▶ [Material for this exercise]
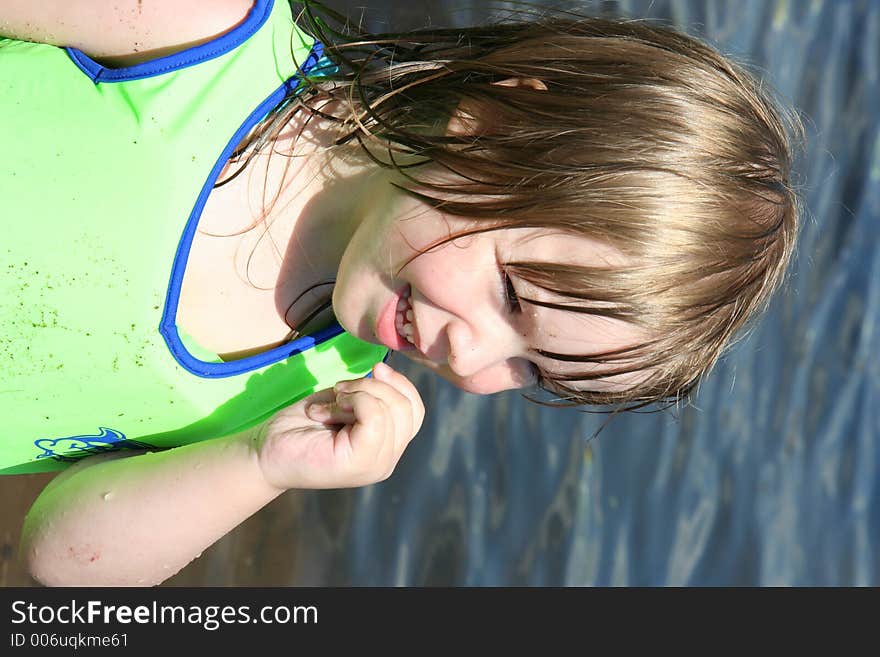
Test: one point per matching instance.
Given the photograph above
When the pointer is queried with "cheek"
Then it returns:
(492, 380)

---

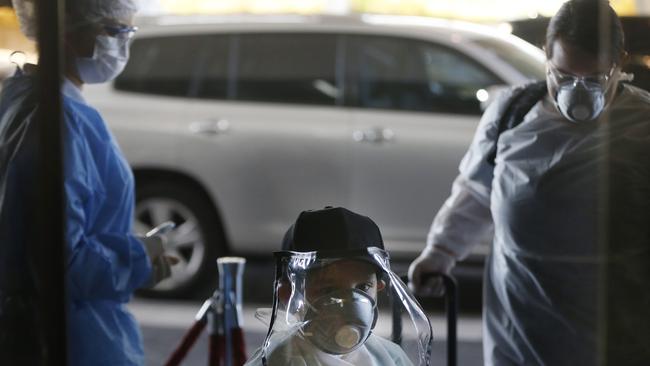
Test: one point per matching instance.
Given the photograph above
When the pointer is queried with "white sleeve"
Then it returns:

▶ [Directions]
Show every line of the listing that contains the word "When", matching case exactly.

▶ [The solution]
When the pointer is queried with "cheek"
When the pointer is queried with "white sleeve"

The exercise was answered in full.